| 節選原文 |
________

(三)不以成敗論英雄
“成王敗寇”的觀念在中國古代正統史家中一直占著牢不可破的地位。在這種觀念支配下,誠如魯迅先生所慨歎的那樣:“中國一向就少有失敗的英雄,少有韌性的反抗,少有敢單身鏖戰的武人,少有敢撫哭叛徒的吊客;見勝兆則紛紛聚集,見敗兆則紛紛逃亡。”(《華蓋集·這個與那個》,《魯迅全集》第三卷,人民文學出版社1981年版,第142頁。)這種觀念,無疑是封建大一統極端專製主義政體在意識形態方麵的產物,代代相沿,業已深深地積澱在中國人的文化心理結構中。
張岱是一位有獨立思想,並敢於大膽向傳統觀念挑戰的曆史學家。不以成敗論英雄,是他針對傳統觀點而明確提出的曆史觀之一。這種觀念支配了其一生的全部曆史寫作活動。
早在他22歲~32歲撰寫的《古今義烈傳》一書中,他就在《凡例》中明確寫道:
博浪一擊,千古有椎秦帝之子房;沫浴一朝,萬世有討陳桓之孔子。雖亦空弦,有關實錄。吾嚐讀漢吉平與宋施全傳,毛發倒豎,寒栗不能自禁,何快如之!故凡豺狼當道,請劍無門,雖能以一身挫其鋒,以片言折其角者,並收列之,蓋欲以空言存斧鉞,不欲以成敗論英雄也。(據崇禎戊辰刊本)在這裏,張岱十分明確地提出“不以成敗論英雄”是撰寫曆史的求實原則之一。因為值“豺狼當道”或國破家亡之際,若請劍無門,需要的正是這種全然不計成敗,不計利害得失,“以一身挫其鋒,以片語折其角”的大智大勇者:此敗雖敗猶成,雖死猶榮。“石壓筍,筍猶斜出”(《越絕詩小序》)!有這種不計成敗、知其不可為而為的精神,中華民族才不至永遠沉淪不振。很顯然,張岱所力倡的不以成敗論英雄的曆史觀,是他尋求曆史治亂軌跡所得出的曆史理性主義結論,同時也打上了鮮明的時代烙印。

________

| 所列各行 |

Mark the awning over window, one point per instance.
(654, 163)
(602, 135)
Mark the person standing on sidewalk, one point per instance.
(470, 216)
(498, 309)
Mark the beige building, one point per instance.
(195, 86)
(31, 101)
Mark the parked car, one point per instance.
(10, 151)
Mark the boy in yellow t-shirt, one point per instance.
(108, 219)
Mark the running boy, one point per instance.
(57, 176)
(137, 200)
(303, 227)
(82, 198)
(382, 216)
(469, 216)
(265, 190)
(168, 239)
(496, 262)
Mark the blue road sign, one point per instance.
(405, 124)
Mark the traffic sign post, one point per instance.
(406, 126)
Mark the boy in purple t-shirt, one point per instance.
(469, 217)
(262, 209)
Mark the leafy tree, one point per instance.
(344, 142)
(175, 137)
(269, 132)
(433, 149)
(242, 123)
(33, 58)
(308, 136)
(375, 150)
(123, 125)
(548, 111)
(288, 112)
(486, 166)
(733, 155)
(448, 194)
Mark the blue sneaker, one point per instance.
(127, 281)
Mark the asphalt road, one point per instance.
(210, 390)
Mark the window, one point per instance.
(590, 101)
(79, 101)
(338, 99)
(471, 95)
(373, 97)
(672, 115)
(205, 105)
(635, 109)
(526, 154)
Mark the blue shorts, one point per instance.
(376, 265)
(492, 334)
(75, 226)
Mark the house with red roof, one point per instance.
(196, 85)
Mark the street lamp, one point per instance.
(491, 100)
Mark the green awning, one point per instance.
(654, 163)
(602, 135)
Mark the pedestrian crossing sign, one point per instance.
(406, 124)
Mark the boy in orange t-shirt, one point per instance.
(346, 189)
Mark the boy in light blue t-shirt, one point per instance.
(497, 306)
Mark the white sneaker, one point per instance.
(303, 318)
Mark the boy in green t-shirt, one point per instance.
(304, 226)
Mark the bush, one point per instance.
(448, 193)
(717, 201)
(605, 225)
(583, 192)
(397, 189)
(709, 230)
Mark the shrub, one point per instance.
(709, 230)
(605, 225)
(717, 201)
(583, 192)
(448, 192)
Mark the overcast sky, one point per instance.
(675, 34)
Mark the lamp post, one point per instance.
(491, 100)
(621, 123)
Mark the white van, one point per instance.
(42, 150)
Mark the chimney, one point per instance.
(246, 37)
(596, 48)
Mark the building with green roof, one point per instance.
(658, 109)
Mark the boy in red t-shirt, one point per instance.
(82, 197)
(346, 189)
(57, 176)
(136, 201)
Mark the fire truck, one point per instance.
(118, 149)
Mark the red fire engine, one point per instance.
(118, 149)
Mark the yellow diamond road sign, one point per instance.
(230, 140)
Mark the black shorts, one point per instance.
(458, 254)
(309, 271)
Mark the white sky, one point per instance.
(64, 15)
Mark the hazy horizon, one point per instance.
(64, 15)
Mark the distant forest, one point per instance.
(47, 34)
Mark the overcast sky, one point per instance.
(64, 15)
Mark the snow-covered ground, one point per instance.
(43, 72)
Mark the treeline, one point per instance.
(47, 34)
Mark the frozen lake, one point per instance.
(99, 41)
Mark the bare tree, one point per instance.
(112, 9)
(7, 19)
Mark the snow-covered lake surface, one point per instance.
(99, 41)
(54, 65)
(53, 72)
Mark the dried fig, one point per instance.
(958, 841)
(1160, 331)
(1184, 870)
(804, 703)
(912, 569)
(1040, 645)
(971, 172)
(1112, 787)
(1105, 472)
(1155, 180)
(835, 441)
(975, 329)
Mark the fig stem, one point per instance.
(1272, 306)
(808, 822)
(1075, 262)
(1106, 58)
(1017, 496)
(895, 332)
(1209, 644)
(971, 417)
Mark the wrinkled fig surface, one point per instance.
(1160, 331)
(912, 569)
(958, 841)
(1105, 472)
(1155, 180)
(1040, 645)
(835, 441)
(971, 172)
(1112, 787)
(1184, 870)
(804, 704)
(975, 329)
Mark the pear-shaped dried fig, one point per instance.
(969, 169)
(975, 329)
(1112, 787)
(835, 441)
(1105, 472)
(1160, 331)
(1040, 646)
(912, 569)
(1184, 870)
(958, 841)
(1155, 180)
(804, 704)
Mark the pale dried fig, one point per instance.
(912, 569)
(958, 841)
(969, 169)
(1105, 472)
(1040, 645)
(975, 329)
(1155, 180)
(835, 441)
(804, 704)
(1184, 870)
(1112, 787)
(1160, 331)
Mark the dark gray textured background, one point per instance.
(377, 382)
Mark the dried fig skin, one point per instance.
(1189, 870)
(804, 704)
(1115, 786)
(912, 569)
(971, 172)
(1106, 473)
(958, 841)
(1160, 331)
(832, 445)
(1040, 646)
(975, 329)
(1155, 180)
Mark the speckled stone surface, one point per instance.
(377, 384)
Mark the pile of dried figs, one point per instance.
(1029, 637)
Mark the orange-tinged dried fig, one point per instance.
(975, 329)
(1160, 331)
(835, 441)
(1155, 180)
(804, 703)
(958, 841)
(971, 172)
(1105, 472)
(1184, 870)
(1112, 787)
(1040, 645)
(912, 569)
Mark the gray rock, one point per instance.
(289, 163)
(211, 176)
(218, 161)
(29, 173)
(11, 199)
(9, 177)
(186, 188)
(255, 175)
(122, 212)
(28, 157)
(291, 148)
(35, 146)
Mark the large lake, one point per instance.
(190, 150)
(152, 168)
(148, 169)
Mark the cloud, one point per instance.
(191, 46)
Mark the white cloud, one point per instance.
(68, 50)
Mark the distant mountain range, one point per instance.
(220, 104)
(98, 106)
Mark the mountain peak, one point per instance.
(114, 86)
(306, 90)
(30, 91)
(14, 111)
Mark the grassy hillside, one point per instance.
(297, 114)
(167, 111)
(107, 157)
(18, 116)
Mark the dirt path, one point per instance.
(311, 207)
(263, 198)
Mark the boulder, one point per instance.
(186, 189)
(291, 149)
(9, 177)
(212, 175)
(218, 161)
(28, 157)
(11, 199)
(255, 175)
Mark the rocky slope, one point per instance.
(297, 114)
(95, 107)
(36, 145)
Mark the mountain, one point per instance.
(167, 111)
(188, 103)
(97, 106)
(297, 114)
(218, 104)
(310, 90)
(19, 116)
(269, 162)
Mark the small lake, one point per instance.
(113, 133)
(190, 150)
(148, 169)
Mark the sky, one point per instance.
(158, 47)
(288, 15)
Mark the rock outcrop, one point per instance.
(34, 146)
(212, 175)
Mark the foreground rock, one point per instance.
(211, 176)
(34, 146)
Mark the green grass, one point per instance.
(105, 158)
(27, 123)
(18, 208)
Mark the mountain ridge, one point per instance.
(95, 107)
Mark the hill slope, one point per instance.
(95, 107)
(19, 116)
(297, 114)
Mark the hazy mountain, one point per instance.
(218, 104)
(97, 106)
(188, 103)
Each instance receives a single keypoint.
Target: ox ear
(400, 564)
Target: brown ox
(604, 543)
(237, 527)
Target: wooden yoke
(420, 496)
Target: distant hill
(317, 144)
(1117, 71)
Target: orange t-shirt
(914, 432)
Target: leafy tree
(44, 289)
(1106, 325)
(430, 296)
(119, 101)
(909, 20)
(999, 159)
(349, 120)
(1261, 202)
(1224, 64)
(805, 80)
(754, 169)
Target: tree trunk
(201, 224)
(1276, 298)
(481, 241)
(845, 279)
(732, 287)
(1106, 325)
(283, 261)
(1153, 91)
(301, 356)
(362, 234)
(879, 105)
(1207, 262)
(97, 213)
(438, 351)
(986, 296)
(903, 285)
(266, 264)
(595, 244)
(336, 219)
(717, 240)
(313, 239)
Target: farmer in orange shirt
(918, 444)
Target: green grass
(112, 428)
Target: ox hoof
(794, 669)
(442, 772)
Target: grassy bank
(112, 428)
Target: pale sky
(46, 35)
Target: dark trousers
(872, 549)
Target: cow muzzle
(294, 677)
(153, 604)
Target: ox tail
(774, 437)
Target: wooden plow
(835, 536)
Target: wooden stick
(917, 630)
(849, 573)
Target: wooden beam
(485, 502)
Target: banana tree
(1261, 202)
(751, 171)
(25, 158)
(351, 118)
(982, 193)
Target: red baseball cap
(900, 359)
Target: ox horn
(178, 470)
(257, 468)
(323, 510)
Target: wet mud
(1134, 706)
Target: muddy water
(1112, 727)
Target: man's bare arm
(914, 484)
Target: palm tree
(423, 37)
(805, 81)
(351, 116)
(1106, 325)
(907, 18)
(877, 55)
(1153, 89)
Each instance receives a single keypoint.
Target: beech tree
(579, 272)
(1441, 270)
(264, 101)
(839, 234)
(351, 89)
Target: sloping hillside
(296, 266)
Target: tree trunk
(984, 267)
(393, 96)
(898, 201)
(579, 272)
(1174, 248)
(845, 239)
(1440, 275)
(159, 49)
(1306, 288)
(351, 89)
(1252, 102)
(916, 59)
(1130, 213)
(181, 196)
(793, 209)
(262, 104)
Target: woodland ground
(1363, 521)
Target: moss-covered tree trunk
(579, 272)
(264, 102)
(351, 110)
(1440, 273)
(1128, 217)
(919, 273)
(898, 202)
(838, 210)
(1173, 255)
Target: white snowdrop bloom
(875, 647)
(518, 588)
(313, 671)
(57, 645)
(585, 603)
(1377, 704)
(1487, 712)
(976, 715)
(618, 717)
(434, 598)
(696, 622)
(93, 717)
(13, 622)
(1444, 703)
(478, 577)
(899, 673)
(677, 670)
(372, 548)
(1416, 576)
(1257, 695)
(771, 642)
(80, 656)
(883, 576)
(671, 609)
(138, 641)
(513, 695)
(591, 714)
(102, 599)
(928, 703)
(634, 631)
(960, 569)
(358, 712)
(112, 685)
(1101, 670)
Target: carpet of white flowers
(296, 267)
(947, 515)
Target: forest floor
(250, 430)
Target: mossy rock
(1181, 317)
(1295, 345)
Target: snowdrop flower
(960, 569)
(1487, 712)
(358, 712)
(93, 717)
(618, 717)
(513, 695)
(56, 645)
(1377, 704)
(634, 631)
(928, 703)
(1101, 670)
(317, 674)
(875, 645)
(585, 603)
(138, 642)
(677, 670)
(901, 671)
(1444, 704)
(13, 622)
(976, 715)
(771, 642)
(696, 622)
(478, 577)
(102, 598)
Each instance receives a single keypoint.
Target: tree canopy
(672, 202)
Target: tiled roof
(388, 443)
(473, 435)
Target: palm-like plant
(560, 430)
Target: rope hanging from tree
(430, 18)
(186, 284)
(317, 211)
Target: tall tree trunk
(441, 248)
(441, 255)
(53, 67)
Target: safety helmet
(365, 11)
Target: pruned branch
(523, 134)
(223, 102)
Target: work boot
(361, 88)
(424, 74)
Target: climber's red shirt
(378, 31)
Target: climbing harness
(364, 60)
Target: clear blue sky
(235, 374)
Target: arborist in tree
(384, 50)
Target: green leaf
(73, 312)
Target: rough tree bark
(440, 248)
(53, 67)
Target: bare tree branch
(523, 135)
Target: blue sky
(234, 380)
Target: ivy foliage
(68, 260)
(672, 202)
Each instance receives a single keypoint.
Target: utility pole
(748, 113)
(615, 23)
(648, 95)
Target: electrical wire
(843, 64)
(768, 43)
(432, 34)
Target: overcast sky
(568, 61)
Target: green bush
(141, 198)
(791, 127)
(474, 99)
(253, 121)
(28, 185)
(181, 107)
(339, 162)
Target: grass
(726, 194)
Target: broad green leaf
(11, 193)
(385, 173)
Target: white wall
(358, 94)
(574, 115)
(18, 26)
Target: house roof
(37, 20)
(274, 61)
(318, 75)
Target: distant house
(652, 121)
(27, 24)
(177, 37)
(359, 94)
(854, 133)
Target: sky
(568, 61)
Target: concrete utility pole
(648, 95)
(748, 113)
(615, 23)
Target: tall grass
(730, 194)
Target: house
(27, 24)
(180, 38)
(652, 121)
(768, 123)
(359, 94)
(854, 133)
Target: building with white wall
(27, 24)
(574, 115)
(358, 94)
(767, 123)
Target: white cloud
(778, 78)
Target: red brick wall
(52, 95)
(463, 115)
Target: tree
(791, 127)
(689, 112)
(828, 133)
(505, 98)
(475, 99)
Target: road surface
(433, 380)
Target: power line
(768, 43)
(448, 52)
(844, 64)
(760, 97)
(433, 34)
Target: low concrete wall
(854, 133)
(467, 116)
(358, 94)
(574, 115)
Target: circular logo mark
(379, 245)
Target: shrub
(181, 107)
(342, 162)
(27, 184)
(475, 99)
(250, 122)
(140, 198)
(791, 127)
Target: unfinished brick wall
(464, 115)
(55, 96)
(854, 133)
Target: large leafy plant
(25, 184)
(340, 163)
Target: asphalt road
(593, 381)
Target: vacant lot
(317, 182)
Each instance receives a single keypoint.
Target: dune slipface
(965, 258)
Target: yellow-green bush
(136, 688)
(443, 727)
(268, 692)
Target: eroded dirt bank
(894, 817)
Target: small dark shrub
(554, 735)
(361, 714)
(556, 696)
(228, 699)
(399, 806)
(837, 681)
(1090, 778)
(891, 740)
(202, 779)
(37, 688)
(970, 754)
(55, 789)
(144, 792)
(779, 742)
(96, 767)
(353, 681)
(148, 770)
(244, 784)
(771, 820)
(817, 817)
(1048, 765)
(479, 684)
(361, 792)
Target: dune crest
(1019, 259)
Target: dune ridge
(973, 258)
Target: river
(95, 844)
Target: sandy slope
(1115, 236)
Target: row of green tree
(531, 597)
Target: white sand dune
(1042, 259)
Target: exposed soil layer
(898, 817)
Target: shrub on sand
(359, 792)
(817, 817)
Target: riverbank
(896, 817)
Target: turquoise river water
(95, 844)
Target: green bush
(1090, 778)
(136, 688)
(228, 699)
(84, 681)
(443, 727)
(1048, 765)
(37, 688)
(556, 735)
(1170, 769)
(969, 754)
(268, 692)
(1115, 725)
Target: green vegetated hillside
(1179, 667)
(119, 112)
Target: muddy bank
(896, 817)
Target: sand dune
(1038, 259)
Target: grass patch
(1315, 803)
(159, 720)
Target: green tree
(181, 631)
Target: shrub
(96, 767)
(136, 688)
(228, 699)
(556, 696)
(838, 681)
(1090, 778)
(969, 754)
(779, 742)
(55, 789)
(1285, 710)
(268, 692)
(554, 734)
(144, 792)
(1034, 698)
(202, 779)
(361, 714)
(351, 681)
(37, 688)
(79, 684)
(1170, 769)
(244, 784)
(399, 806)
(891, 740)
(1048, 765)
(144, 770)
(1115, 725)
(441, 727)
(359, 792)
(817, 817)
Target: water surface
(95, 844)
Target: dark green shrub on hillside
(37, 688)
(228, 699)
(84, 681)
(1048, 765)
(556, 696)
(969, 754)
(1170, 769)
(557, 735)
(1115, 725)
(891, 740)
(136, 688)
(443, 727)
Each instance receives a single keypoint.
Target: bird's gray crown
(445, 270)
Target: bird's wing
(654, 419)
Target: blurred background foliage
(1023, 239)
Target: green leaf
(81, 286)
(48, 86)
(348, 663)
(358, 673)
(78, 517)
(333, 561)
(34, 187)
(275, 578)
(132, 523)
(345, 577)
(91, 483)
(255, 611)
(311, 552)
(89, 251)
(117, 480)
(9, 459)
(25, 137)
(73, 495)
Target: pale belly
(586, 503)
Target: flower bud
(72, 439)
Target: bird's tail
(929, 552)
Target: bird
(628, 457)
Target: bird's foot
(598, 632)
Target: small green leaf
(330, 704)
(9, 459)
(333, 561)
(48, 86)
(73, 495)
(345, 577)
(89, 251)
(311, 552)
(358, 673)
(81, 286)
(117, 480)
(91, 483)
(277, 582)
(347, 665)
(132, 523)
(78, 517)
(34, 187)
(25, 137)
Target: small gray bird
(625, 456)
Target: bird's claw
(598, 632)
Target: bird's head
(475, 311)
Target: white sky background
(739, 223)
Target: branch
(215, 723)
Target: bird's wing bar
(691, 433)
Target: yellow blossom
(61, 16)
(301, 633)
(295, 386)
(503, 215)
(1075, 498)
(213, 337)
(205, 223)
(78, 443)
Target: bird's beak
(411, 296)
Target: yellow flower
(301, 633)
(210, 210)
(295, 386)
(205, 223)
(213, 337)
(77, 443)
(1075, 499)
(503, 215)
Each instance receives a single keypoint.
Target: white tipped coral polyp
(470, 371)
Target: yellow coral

________

| 待辦事項 |
a. 請根據節選原文,用一到三句話說明張岱為何把「不以成敗論英雄」當作撰寫歷史的原則之一。
b. 請從節選原文中抄出一段:以含有“張岱是一位有獨立思想,並敢於”的字句開頭,到“同時也打上了鮮明的時代烙印。”結束。
c. 請把節選原文裡以「張岱是一位有獨立思想」開頭的那一段改寫成條列,保留其主要事實。

| 依序作答 |
a. 因為在「豺狼當道」或國破家亡之際,若請劍無門,需要的正是全然不計成敗與利害得失、「以一身挫其鋒,以片語折其角」的大智大勇者,他們雖敗猶成、雖死猶榮。有這種不計成敗、知其不可為而為的精神,中華民族才不至永遠沉淪不振。

b.
張岱是一位有獨立思想,並敢於大膽向傳統觀念挑戰的曆史學家。不以成敗論英雄,是他針對傳統觀點而明確提出的曆史觀之一。這種觀念支配了其一生的全部曆史寫作活動。
早在他22歲~32歲撰寫的《古今義烈傳》一書中,他就在《凡例》中明確寫道:
博浪一擊,千古有椎秦帝之子房;沫浴一朝,萬世有討陳桓之孔子。雖亦空弦,有關實錄。吾嚐讀漢吉平與宋施全傳,毛發倒豎,寒栗不能自禁,何快如之!故凡豺狼當道,請劍無門,雖能以一身挫其鋒,以片言折其角者,並收列之,蓋欲以空言存斧鉞,不欲以成敗論英雄也。(據崇禎戊辰刊本)在這裏,張岱十分明確地提出“不以成敗論英雄”是撰寫曆史的求實原則之一。因為值“豺狼當道”或國破家亡之際,若請劍無門,需要的正是這種全然不計成敗,不計利害得失,“以一身挫其鋒,以片語折其角”的大智大勇者:此敗雖敗猶成,雖死猶榮。“石壓筍,筍猶斜出”(《越絕詩小序》)!有這種不計成敗、知其不可為而為的精神,中華民族才不至永遠沉淪不振。很顯然,張岱所力倡的不以成敗論英雄的曆史觀,是他尋求曆史治亂軌跡所得出的曆史理性主義結論,同時也打上了鮮明的時代烙印。

c.
- 張岱是一位有獨立思想、敢於大膽向傳統觀念挑戰的歷史學家。
- 「不以成敗論英雄」是他針對傳統觀點明確提出的歷史觀之一。
- 這種觀念支配了他一生的全部歷史寫作活動。